(Recorded data)
--- Start ---

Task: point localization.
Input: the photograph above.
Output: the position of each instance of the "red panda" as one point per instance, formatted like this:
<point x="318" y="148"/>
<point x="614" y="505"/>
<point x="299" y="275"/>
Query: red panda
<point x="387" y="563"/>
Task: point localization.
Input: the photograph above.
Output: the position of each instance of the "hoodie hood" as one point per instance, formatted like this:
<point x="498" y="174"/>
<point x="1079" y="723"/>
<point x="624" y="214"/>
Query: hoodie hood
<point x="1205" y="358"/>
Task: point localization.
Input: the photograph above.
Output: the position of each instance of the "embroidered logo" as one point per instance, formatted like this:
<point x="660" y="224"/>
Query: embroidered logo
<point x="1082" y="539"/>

--- End ---

### Short problem
Please reproduce all of the data above, character for character, with no changes.

### Answer below
Task: point localization.
Input: the photograph above.
Output: the position of each instance of the "red panda" as one point per instance, formatted like this:
<point x="318" y="148"/>
<point x="614" y="505"/>
<point x="299" y="275"/>
Query: red panda
<point x="387" y="563"/>
Task: point localization.
Input: the photograph above.
Output: the position of each instance of the "hoodie hood" as one point per instance, formatted like this:
<point x="498" y="174"/>
<point x="1079" y="723"/>
<point x="624" y="214"/>
Query: hoodie hood
<point x="1205" y="358"/>
Task: point localization.
Input: the photograph above.
Output: the position of each instance of the "embroidered logo" as one point per instance, formatted like this:
<point x="660" y="224"/>
Query: embroidered logo
<point x="1082" y="539"/>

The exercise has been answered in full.